Task goal
Make a verbatim copy of the entries below; pictures stay out.

Dataset items
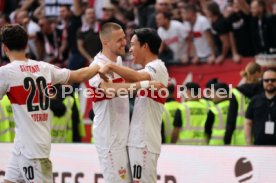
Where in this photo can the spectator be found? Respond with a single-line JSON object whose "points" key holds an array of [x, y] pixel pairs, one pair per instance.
{"points": [[109, 14], [89, 33], [47, 42], [238, 104], [173, 35], [32, 28], [4, 19], [170, 108], [201, 35], [260, 115], [190, 118], [160, 6], [216, 120], [240, 23]]}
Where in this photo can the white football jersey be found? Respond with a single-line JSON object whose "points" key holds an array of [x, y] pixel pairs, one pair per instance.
{"points": [[111, 121], [145, 126], [25, 83]]}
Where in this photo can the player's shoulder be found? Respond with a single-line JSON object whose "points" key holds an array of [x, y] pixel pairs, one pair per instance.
{"points": [[156, 65]]}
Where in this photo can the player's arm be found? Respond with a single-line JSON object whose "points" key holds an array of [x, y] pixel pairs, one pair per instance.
{"points": [[177, 123], [128, 74], [83, 74], [117, 89]]}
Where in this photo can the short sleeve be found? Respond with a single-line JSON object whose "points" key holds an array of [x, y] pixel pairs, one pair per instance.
{"points": [[96, 80], [3, 83], [151, 70], [59, 75]]}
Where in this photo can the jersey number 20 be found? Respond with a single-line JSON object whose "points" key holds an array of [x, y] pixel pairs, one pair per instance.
{"points": [[39, 85]]}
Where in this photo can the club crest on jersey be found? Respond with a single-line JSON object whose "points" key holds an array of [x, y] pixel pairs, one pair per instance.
{"points": [[122, 173]]}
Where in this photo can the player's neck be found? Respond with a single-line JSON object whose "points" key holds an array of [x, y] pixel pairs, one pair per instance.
{"points": [[109, 55], [17, 56], [150, 58]]}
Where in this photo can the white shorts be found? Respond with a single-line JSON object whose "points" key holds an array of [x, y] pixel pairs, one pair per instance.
{"points": [[115, 166], [29, 170], [143, 165]]}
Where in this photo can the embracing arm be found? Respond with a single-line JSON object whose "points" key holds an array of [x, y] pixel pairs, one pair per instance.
{"points": [[83, 74], [127, 73]]}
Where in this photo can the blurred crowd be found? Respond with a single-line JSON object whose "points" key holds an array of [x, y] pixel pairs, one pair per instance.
{"points": [[193, 31]]}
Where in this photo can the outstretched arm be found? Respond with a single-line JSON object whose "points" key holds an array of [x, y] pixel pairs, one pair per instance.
{"points": [[128, 74], [83, 74], [121, 89]]}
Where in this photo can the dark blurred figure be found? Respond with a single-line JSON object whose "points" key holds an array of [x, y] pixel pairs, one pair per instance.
{"points": [[262, 28], [240, 22], [89, 43]]}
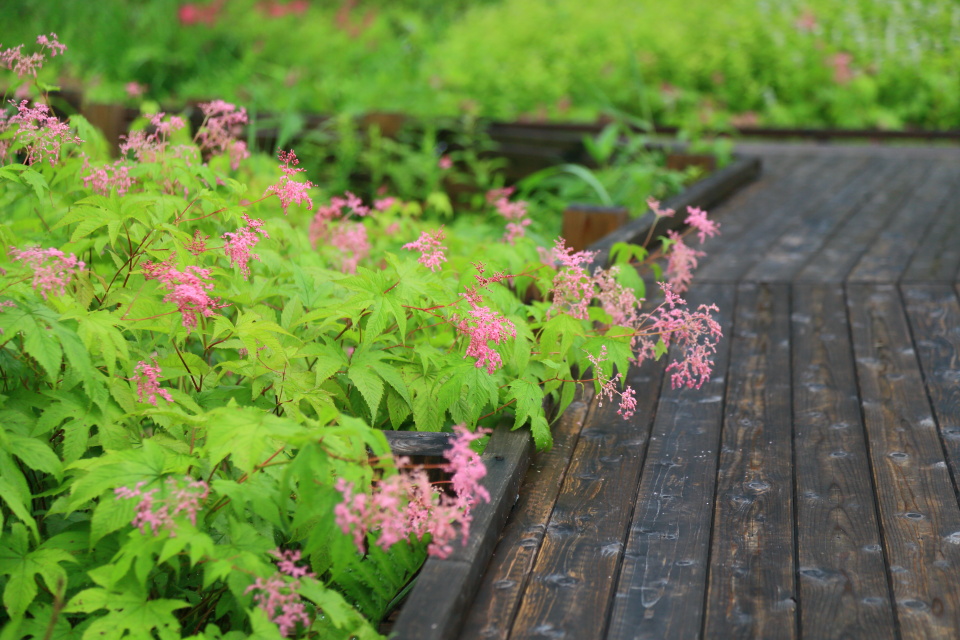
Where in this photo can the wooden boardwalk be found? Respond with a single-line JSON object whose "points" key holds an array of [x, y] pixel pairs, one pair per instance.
{"points": [[809, 490]]}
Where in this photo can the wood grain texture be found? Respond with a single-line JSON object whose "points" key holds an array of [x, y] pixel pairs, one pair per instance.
{"points": [[840, 253], [663, 580], [917, 502], [498, 598], [802, 193], [570, 588], [445, 586], [752, 588], [843, 582], [887, 257], [704, 194], [934, 314], [937, 258], [804, 235]]}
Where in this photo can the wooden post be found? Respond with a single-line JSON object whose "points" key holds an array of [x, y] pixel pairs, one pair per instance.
{"points": [[584, 224]]}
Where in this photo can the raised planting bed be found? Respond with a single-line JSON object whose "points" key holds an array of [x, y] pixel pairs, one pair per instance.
{"points": [[438, 605]]}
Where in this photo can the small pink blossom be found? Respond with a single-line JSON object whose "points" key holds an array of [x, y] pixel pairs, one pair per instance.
{"points": [[41, 133], [697, 218], [188, 289], [134, 89], [199, 243], [352, 241], [147, 377], [657, 211], [481, 325], [103, 179], [382, 204], [52, 269], [223, 123], [237, 245], [681, 262], [431, 249], [289, 190], [155, 515]]}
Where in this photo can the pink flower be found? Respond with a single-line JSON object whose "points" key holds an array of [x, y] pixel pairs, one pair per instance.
{"points": [[147, 377], [102, 180], [238, 244], [188, 289], [41, 132], [134, 89], [148, 147], [52, 269], [697, 219], [183, 497], [223, 123], [351, 239], [288, 190], [383, 204], [431, 249], [199, 243], [481, 326], [681, 262], [657, 211]]}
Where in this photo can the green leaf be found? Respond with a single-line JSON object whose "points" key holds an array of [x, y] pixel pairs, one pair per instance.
{"points": [[529, 400], [369, 384], [37, 181], [541, 432]]}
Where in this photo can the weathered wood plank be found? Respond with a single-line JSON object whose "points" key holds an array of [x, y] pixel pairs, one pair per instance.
{"points": [[418, 443], [934, 314], [704, 194], [571, 585], [752, 586], [817, 179], [663, 580], [445, 586], [937, 258], [887, 257], [498, 598], [916, 498], [804, 235], [843, 583]]}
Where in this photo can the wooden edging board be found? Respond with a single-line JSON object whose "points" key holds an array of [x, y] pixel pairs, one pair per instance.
{"points": [[437, 605], [703, 194]]}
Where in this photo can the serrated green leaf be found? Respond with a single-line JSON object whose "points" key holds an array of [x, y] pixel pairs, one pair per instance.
{"points": [[369, 384]]}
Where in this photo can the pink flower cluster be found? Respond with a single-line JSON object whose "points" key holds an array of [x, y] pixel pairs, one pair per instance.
{"points": [[278, 597], [608, 387], [155, 514], [573, 288], [147, 377], [481, 325], [41, 133], [103, 179], [148, 146], [52, 268], [188, 289], [696, 332], [514, 212], [407, 503], [431, 249], [237, 245], [330, 225], [222, 124], [24, 65], [682, 259], [289, 190]]}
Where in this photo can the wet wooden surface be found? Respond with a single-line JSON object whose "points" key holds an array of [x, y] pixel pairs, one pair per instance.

Solution to this exercise
Where in this photo can the spectator be found? Respond with a single-line JSON object whose "points" key holds an array of [x, y] pixel pairs, one pair per instance.
{"points": [[109, 14], [89, 33], [47, 42], [238, 104], [173, 35], [32, 28], [4, 19], [170, 108], [201, 35], [260, 115], [190, 118], [160, 6], [216, 120], [240, 23]]}
Where in this photo can the white football jersey be found? Respond with a single-line JSON object whose "points" key holds an array of [x, y] pixel pairs, one pair per instance.
{"points": [[111, 121], [145, 126], [25, 83]]}
Where in this photo can the player's shoulder be found? Respond with a single-line JSON object whose "points" key holds an array of [x, y] pixel pairs, one pair per instance.
{"points": [[156, 65]]}
Where in this photo can the player's arm be found? Respond with a single-line JSON object whose "points" key holds an array of [x, y] pixel pairs, one pair per instance.
{"points": [[177, 123], [128, 74], [83, 74], [117, 89]]}
Where in this photo can the short sleeve be found? Respond with a single-line JSON object whose "points" key holds an array of [x, y] pixel pairs, one pair per instance.
{"points": [[96, 80], [3, 83], [151, 70], [59, 75]]}
Where in this photo can the jersey number 20 be found? Respond with a single-line JSON object whose "points" key holds an array of [x, y] pixel pairs, one pair per instance.
{"points": [[39, 85]]}
Where in this photo can the club crest on jersey be found? Respond with a single-line JSON object whose "points" key holds an array of [x, y] pixel pairs, one pair per instance.
{"points": [[122, 173]]}
Where in this photo can the player's neck be found? Respond with a single-line JSON object whose "points" key holds an array of [x, y] pixel pairs, one pair per instance.
{"points": [[109, 55], [17, 56], [150, 58]]}
Where in this photo can the white shorts be found? Respond with a single-line JSON object whose "points" key holds an array of [x, y] pixel pairs, one pair per instance.
{"points": [[115, 166], [29, 170], [143, 165]]}
Where in this photo can the embracing arm be found? Respond with a single-line JSON object whose "points" key holds an array of [x, y] pixel pairs, one pair per instance.
{"points": [[83, 74], [127, 73]]}
Where in this photo can the blurred crowd be found? Respond with a single-line JSON object whose "points" key holds an array of [x, y] pixel pairs, one pair per instance.
{"points": [[193, 31]]}
Where in this photo can the outstretched arm be found? Respond with a single-line JSON object whose "points" key holds an array of [x, y] pixel pairs, one pair per instance.
{"points": [[128, 74], [83, 74], [121, 89]]}
Where in this photo can the dark blurred figure be found? Respond with a single-line JSON object whose "points" key holds an array of [x, y] pixel pairs, one pair per instance.
{"points": [[262, 28], [240, 22], [89, 43]]}
Where in this photo can the wooden boardwalk be found? Respond with a single-line JSON object whose "points" key holds an array of [x, y] pixel pairs, one pair per instance.
{"points": [[809, 490]]}
Where in this photo can the wood grain texture be found? Respond with a single-line JSON object whose "points" key holds an array of [x, y] pixel pairs, one pair per instance.
{"points": [[840, 253], [663, 580], [917, 502], [498, 598], [802, 193], [570, 588], [445, 586], [752, 588], [843, 582], [887, 257], [704, 194], [934, 314], [937, 258], [804, 235]]}
Where in this photo can the wooden post be found? Respond with a single-line JSON object whose "points" key holds an array of [x, y] pixel pairs, one pair per instance.
{"points": [[584, 224]]}
Where in this photo can the raised planting bed be found? Respond with a single-line JSON object whose "points" key holds an array of [x, y] pixel pairs, one pair per instance.
{"points": [[438, 605]]}
Where in this photo can the small pink blossom be found? Respond with a single-line JSON object whose "points" key holds an array of [x, y] pixel pairs, one pair per instance.
{"points": [[41, 133], [697, 218], [188, 289], [134, 89], [199, 243], [352, 241], [147, 377], [657, 211], [481, 325], [103, 179], [382, 204], [52, 269], [223, 123], [237, 245], [681, 262], [431, 249], [289, 190], [155, 515]]}
Where in this photo can the pink flower be found? Respond with a single-line JSON object whose "points" key holds an array of [x, y] pixel pairs, one pair per instance.
{"points": [[147, 377], [102, 180], [238, 244], [188, 289], [41, 132], [134, 89], [148, 147], [52, 269], [697, 219], [183, 497], [223, 123], [351, 239], [288, 190], [383, 204], [431, 249], [199, 243], [481, 326], [681, 262], [657, 211]]}
Where in this photo can the green leaf be found? Respond with a single-line JSON object whose "points" key holds an array of [x, y] pixel pairs, one pair per instance.
{"points": [[529, 400], [369, 384], [37, 181], [541, 432]]}
Where in this photo can the weathered wood plank be found? Respond with a single-line JSON object whose "points" key holds an array of [x, y] pixel pairs, one pair per instance.
{"points": [[418, 443], [934, 314], [704, 194], [571, 585], [752, 586], [817, 179], [663, 580], [445, 586], [937, 258], [887, 257], [498, 598], [916, 498], [804, 235], [843, 583]]}
Where in this photo can the wooden edging board be found? Respond with a single-line JSON object whose "points" key holds an array of [x, y] pixel pairs, one pair per instance.
{"points": [[437, 605], [703, 194]]}
Where in this photo can the serrated green leaf be found? Respond with a single-line JSON object whose "points" key holds an array of [x, y] pixel pairs, one pair per instance.
{"points": [[369, 384]]}
Where in this photo can the pink flower cluster be found? Respond with a single-line JSON object whose "points" key holds an array of [x, y] pixel pairs, one pair per instance.
{"points": [[278, 597], [608, 387], [155, 514], [573, 288], [147, 377], [481, 325], [41, 133], [103, 179], [148, 146], [52, 268], [188, 289], [696, 332], [514, 212], [407, 503], [431, 249], [237, 245], [330, 225], [222, 124], [24, 65], [682, 259], [289, 190]]}
Where in this photo can the wet wooden surface be found? Respond with a single-line JSON object whose "points" key holds an array of [x, y] pixel pairs, one pair per instance.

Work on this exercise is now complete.